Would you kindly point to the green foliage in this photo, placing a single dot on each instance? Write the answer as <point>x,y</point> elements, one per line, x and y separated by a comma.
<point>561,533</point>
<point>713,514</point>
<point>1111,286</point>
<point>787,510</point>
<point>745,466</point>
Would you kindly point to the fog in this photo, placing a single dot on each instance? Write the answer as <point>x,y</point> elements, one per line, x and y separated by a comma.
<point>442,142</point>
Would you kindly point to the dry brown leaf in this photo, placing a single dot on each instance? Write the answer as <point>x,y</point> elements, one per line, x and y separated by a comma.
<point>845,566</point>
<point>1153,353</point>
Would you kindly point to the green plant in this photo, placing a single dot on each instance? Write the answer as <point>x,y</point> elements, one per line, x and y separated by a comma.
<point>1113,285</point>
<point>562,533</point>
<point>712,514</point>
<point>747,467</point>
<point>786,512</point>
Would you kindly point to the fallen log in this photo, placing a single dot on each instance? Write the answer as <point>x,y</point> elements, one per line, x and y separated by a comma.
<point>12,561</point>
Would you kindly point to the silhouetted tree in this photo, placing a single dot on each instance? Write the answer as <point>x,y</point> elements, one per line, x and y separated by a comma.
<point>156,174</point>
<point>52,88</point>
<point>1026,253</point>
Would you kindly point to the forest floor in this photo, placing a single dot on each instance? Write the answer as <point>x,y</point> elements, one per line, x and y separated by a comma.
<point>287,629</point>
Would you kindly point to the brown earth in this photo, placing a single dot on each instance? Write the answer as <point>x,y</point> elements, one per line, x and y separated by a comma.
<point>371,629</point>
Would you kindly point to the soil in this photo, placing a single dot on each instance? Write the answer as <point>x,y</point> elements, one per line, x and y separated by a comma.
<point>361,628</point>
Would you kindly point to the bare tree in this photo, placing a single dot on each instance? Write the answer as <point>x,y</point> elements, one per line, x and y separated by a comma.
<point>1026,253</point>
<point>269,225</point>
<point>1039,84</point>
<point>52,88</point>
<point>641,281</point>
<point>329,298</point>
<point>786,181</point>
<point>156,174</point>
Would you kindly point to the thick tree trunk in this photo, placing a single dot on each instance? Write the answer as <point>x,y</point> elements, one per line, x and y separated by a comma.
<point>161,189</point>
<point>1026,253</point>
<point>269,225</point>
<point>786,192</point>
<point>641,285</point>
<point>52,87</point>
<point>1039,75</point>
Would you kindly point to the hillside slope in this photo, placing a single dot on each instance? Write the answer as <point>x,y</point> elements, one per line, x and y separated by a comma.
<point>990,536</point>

● ● ●

Write these records as a two-column CSV with the header row input,output. Give one row per record: its text goes in input and its answer in output, each as a single quoted field with line breaks replaced by spaces.

> _Reply to the exercise_
input,output
"Would you kindly point to the green foliage in this photo, placing a single dot on each instance? Write the answer as <point>x,y</point> elements, one per line, x and y separated by a comma.","<point>561,533</point> <point>713,514</point> <point>1111,286</point> <point>787,510</point> <point>745,466</point>"
"Would you kindly point to the fog in this photo, placing a single dot on each instance? Write the answer as <point>x,y</point> elements, one per line, x and y separated by a comma.","<point>442,142</point>"
"Would you kindly point to the dry brown leaf in this photo, placing a single dot on each instance? Write the answer as <point>x,y</point> elements, one per line, x and y separated by a comma.","<point>845,566</point> <point>1153,353</point>"
"Would you kindly point to the green plant in this photo, placing a single dot on each instance? Write the answer as <point>x,y</point> elements, one per line, x and y separated by a comma.","<point>1113,285</point> <point>562,533</point> <point>712,514</point> <point>747,467</point> <point>786,512</point>"
"Would you kindly point to the fallen log in this photo, placing a single dot on each instance? Write the answer as <point>x,y</point> elements, one per line, x and y separated by a comma.","<point>12,561</point>"
"Would you kindly point to the silhouetted tree in this photo, placing a single dot on each instance? Write the answer as <point>x,y</point> elements, one per line, x and y separated by a comma.","<point>156,174</point> <point>52,88</point> <point>1026,253</point>"
"Would you kindly point to the forest floor in this photo, placing a single dot on each instance? Write the answer as <point>x,y</point> elements, one per line, x and y separated by a comma.","<point>287,629</point>"
"Would you kindly point to the brown earth in this photo, placing a single dot on each instance? Write the answer as <point>x,y</point> elements, one per line, x and y separated by a comma.","<point>371,629</point>"
"Would you kindly point to the soil in this photo, placing a single dot on each instance? Write the answer as <point>x,y</point> elements, one per line, x and y separated by a comma.","<point>361,628</point>"
"Would you kindly point to the bare tree in this photo, placing a single dot on each instance? Write the answer as <point>x,y</point> elements, one per line, x and y separated by a comma.","<point>1026,253</point> <point>269,225</point> <point>1039,84</point> <point>52,88</point> <point>641,281</point> <point>329,298</point> <point>786,181</point> <point>156,174</point>"
"Would you kindly point to the thick tree trunk in this photo, placing a single dot on each instance? Write the answer as <point>x,y</point> elements, one per line, x and y separated by a comma.","<point>161,189</point> <point>1026,253</point> <point>269,225</point> <point>786,192</point> <point>641,285</point> <point>52,87</point> <point>1039,75</point>"
"Would you kindly point to the hillside slope in this photo, placing a single dot on each instance? Write the answer as <point>x,y</point> elements, one per line, x and y separated by a comma.","<point>990,536</point>"